◆ Dataset items
::::::::

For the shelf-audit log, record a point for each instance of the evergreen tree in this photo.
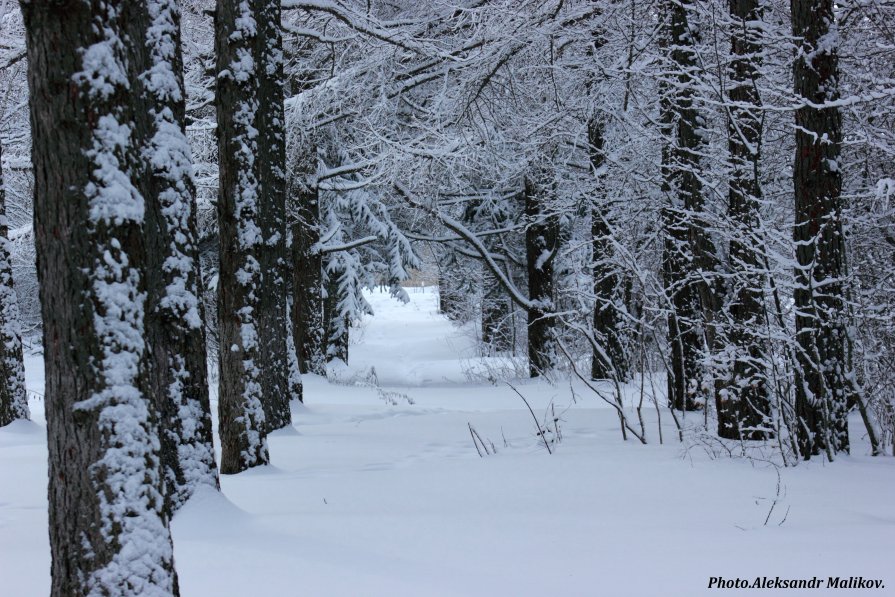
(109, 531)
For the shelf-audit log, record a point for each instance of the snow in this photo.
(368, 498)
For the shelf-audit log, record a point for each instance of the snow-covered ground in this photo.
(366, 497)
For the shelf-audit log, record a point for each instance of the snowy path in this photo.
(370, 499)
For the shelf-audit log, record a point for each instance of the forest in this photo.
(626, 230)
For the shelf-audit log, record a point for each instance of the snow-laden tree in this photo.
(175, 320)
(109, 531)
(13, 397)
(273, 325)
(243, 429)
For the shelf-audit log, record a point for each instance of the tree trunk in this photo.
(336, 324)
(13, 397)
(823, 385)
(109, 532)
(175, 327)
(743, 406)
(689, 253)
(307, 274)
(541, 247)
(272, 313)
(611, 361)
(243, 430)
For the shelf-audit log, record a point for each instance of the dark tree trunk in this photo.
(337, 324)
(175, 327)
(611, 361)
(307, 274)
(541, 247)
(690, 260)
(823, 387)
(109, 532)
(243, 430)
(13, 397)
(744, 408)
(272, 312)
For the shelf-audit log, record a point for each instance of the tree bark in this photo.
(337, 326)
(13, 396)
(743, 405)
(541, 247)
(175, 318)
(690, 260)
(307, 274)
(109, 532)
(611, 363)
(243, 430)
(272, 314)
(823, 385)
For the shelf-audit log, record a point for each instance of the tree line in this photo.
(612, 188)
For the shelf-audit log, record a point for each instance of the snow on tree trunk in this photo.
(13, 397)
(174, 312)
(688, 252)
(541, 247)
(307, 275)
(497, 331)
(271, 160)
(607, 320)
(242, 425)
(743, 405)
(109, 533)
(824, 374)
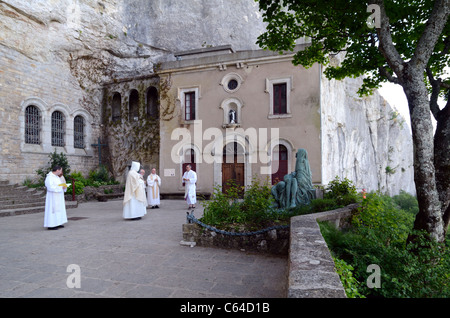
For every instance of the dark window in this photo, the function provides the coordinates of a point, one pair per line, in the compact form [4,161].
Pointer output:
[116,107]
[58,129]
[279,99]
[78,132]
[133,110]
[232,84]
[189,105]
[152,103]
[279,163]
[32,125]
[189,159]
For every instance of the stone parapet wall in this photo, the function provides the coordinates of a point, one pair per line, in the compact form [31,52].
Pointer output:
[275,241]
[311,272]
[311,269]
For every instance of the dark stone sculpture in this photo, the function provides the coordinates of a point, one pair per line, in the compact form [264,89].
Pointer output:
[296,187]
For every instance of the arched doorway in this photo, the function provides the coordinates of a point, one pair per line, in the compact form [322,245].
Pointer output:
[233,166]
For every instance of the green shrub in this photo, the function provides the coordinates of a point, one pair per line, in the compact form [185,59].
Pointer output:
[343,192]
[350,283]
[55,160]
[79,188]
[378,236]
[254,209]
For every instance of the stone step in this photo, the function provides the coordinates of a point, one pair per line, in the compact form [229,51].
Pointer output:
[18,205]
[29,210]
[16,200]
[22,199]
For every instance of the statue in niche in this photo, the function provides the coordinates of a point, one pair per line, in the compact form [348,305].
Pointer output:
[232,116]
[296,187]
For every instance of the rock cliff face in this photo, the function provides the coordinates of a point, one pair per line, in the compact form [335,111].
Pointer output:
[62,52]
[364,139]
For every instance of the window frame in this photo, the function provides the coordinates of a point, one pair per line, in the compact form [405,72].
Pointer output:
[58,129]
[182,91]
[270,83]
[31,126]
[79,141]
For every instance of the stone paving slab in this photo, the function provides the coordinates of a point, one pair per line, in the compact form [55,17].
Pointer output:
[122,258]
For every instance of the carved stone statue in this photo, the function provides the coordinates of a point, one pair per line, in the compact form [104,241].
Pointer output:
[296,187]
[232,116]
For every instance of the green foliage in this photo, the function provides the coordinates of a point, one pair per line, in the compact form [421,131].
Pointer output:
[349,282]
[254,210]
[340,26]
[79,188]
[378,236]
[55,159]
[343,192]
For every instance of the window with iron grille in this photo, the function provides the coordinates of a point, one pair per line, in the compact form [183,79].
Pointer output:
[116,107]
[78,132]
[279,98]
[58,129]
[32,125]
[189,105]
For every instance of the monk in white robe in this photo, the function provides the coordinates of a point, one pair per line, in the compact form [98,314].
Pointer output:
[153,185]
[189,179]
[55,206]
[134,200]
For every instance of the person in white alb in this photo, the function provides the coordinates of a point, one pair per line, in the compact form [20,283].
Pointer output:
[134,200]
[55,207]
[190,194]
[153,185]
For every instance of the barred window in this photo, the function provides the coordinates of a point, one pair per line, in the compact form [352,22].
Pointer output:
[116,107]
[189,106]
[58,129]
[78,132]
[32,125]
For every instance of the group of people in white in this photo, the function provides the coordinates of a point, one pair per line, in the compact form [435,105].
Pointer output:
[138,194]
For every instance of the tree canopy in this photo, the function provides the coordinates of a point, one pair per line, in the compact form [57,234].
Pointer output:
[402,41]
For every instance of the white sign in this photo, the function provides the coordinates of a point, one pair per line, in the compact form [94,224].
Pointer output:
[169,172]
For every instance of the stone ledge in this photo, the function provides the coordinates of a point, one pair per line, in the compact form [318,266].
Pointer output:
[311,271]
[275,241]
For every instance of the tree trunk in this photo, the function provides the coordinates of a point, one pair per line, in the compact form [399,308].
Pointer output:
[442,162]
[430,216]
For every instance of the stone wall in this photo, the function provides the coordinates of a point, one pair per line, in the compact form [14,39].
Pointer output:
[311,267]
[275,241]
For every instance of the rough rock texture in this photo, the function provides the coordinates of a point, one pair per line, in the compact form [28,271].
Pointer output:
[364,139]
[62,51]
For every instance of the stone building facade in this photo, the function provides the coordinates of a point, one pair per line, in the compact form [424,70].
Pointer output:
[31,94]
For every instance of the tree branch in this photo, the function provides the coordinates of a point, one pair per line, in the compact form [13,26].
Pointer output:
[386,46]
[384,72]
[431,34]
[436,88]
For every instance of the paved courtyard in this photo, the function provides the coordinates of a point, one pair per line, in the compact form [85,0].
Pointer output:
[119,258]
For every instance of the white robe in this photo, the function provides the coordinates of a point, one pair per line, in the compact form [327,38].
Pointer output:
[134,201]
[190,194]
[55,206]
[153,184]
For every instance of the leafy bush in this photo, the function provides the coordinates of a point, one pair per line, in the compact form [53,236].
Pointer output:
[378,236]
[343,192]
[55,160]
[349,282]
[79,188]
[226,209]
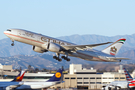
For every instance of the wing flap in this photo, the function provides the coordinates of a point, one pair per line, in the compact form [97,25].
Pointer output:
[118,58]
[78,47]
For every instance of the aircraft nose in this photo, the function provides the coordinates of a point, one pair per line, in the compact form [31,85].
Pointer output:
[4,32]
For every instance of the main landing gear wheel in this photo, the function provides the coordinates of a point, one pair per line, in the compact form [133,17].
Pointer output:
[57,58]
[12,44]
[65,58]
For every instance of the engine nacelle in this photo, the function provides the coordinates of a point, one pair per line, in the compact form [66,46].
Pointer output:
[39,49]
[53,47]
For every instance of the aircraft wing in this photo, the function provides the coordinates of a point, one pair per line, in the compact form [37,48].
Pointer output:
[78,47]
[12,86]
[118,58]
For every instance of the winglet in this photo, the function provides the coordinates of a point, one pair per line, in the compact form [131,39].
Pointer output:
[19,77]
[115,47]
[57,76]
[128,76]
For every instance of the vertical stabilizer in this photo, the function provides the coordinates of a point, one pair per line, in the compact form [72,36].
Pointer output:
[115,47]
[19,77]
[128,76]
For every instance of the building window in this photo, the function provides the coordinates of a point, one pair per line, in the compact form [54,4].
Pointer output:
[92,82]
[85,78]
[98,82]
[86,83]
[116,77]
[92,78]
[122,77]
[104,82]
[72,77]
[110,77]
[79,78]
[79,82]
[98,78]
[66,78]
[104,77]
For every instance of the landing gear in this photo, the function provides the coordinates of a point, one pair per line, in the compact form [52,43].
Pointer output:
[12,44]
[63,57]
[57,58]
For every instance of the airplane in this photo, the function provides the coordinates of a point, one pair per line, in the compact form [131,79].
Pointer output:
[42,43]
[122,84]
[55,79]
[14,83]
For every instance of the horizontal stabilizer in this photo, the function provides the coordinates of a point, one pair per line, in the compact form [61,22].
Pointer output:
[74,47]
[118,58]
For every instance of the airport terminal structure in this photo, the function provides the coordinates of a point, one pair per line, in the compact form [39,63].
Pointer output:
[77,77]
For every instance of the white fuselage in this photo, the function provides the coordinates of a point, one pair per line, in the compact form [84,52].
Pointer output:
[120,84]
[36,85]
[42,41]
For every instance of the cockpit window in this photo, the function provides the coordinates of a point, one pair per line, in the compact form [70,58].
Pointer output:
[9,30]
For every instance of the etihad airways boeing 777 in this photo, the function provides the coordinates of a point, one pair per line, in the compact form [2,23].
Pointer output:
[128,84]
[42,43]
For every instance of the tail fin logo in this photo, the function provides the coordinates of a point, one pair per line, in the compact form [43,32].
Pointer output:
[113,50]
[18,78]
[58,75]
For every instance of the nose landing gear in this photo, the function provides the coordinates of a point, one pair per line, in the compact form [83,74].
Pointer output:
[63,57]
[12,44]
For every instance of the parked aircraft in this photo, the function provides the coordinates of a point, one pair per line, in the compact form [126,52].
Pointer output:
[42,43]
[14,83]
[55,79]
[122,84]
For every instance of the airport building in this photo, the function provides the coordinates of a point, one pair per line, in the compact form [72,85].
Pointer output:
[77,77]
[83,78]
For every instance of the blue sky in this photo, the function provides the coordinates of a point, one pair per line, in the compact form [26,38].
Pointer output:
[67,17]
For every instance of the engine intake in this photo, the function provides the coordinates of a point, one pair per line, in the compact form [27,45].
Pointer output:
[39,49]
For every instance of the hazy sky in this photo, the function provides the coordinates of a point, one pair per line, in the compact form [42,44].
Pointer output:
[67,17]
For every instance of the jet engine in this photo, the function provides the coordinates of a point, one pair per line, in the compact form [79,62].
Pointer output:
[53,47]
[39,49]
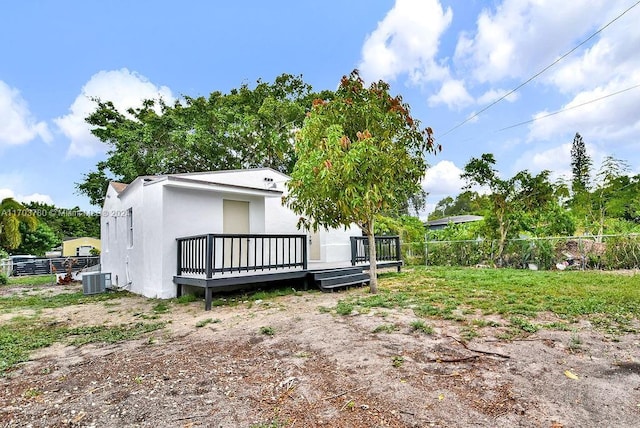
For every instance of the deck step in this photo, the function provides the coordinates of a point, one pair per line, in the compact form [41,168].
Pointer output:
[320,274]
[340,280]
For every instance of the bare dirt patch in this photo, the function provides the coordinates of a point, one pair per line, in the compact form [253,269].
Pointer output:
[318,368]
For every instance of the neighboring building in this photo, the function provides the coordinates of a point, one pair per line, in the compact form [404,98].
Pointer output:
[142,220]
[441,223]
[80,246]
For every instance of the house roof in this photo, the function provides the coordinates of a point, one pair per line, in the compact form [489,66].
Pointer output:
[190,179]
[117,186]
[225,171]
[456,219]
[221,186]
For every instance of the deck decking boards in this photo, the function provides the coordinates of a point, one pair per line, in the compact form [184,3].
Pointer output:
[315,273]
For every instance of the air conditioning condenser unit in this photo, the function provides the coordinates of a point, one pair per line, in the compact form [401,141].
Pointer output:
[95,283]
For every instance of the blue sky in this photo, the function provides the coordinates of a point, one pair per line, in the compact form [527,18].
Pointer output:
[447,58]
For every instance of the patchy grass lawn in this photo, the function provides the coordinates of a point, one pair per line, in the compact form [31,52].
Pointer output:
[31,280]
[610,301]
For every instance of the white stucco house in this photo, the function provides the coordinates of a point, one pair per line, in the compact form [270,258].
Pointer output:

::::::::

◆ Your objective
Convert the lines from the one containing "For every instance of the white stucco" through the end of the dataset items into a JSON list of strings, one string per line, leaving out blank lines.

◆ Exercise result
[
  "For every instance of the white stucco house in this photo, the function provides the coordinates of a point, one pair per line, in the compact form [270,258].",
  "Pointer output:"
]